» TASK INSTRUCTIONS:
An exact copy of the entries is needed, with every picture left out.

----------------

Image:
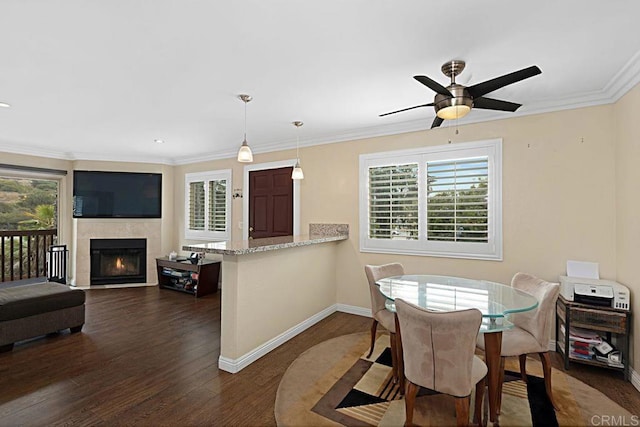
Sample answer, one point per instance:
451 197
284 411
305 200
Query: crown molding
621 83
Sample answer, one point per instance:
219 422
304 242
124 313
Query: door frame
245 192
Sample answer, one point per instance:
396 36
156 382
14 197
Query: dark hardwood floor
149 357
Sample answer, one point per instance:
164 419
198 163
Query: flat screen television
99 194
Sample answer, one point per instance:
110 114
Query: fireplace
116 261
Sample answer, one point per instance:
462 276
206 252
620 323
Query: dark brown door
270 203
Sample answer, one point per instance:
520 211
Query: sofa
29 311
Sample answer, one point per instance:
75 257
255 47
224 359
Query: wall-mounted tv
99 194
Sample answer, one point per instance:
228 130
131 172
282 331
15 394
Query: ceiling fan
456 100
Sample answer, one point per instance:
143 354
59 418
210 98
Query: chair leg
501 381
546 369
462 410
394 357
523 367
409 402
374 327
477 413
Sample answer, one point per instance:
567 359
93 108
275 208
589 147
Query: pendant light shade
297 170
244 153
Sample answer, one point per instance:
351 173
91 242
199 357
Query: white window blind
441 200
457 200
208 205
393 202
217 205
196 205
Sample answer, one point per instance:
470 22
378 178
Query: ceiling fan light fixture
452 112
244 153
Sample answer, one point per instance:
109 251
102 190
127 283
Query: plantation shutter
218 205
457 200
196 205
393 202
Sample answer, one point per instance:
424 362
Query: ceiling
102 80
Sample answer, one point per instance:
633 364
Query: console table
613 323
181 275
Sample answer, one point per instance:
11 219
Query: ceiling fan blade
433 85
495 104
407 109
483 88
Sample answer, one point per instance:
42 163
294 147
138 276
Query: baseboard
236 365
635 378
116 286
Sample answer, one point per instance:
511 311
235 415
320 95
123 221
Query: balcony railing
24 253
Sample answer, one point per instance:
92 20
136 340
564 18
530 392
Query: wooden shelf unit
196 279
613 323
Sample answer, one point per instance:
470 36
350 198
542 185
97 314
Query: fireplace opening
116 261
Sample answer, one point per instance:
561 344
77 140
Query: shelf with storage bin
181 275
609 323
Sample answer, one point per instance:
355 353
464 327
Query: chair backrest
377 272
438 347
537 321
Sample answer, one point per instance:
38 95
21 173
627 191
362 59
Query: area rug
334 383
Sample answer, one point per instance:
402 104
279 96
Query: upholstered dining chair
379 312
438 349
532 329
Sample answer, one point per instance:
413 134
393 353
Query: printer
600 292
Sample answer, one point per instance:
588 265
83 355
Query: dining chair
438 349
532 329
378 310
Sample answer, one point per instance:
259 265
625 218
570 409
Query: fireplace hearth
117 261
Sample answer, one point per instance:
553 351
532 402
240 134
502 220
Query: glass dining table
446 293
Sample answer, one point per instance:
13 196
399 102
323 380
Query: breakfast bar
273 289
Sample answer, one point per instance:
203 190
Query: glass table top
445 293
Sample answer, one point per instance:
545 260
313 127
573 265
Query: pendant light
297 170
244 153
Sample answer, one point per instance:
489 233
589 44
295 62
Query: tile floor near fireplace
118 261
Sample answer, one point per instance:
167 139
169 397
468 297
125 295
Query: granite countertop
318 233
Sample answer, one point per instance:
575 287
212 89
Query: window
208 205
436 201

----------------

» EXERCISE OUTPUT:
Image:
Sample answer, one point per instance:
451 197
284 411
305 200
Query: crown molding
621 83
Sample answer, one point per instance:
219 422
304 242
124 313
Query: door frame
245 192
Sample answer, one point per instance:
396 36
156 382
14 197
Query: dark hardwood floor
149 357
Sample answer, one point per instance:
164 419
198 163
Query: flat screen television
99 194
Sample answer, one point per instance:
110 114
Query: fireplace
116 261
Sample answer, one point per instance:
462 276
206 252
620 323
Query: dark brown door
270 203
Sample answer, one point per instance:
520 211
Query: sofa
29 311
Sample answer, one point per instance:
75 257
255 47
224 359
Query: wall-mounted tv
99 194
Sample answer, one point per instance:
228 130
131 172
282 331
15 394
Query: ceiling fan
456 100
Sample answer, one point per instance:
143 354
59 418
210 98
Query: chair leg
501 381
546 369
462 410
394 357
523 367
409 402
374 327
477 413
Sample answer, one point per instance:
567 359
93 108
275 208
589 147
Query: pendant light shade
297 170
244 153
Sample answer, one point per instance:
351 173
91 242
199 357
Query: white window blind
441 200
457 200
208 205
393 202
217 205
196 205
Sample answer, one point per instance:
470 22
378 178
Query: ceiling fan light fixture
452 112
244 153
Sample answer, one point per instance:
109 251
102 190
127 283
Query: plantation shutter
218 205
457 200
196 205
393 202
Sample answer, one point per instance:
424 362
Query: ceiling
102 80
Sample answer, one point per instance:
633 364
Query: console table
613 323
181 275
Sample answer, one point per instance:
11 219
Query: ceiling fan blade
433 85
495 104
407 109
483 88
Sample answer, one point per instance:
42 163
294 147
138 276
Query: baseboard
236 365
635 378
116 286
Sample answer, one point per instance:
511 311
235 415
320 95
123 221
Query: balcony railing
24 253
Sample answer, one point per instance:
92 20
136 340
564 18
530 392
Query: wooden shelf unit
196 279
613 323
Sample answer, one point per instance:
470 36
350 198
542 185
97 314
Query: fireplace opening
116 261
Sample answer, one point per instance:
561 344
77 140
Query: shelf with storage bin
181 275
609 323
Sample answer, one point per instance:
355 353
464 327
Query: chair backrest
377 272
438 347
537 321
Sample answer, one point per instance:
38 95
21 173
627 191
362 59
Query: area rug
334 383
Sample answer, one point per instance:
402 104
279 96
Query: upholstered dining chair
379 312
438 349
532 329
Sample answer, one point per instance:
413 134
393 353
Query: printer
600 292
Sample answer, one point per instance:
588 265
83 355
Query: dining chair
438 349
532 329
378 310
Sample answer, one point per instance:
259 265
625 218
570 409
Query: fireplace hearth
117 261
Sample answer, one point per instance:
553 351
532 402
240 134
502 220
Query: glass dining table
446 293
Sample answer, one point per instance:
13 196
399 102
323 380
Query: breakfast bar
273 289
Sample answer, one point per instance:
203 190
Query: glass table top
445 293
Sample answer, one point per instance:
545 260
313 127
573 265
Query: pendant light
297 170
244 153
Sample answer, one point per instance:
489 233
589 44
295 62
Query: tile floor near fireplace
118 261
Sample answer, one point per instance:
167 139
169 397
468 297
125 295
Query: granite countertop
318 233
Sample answer, one point per instance:
575 287
212 89
Query: window
208 205
436 201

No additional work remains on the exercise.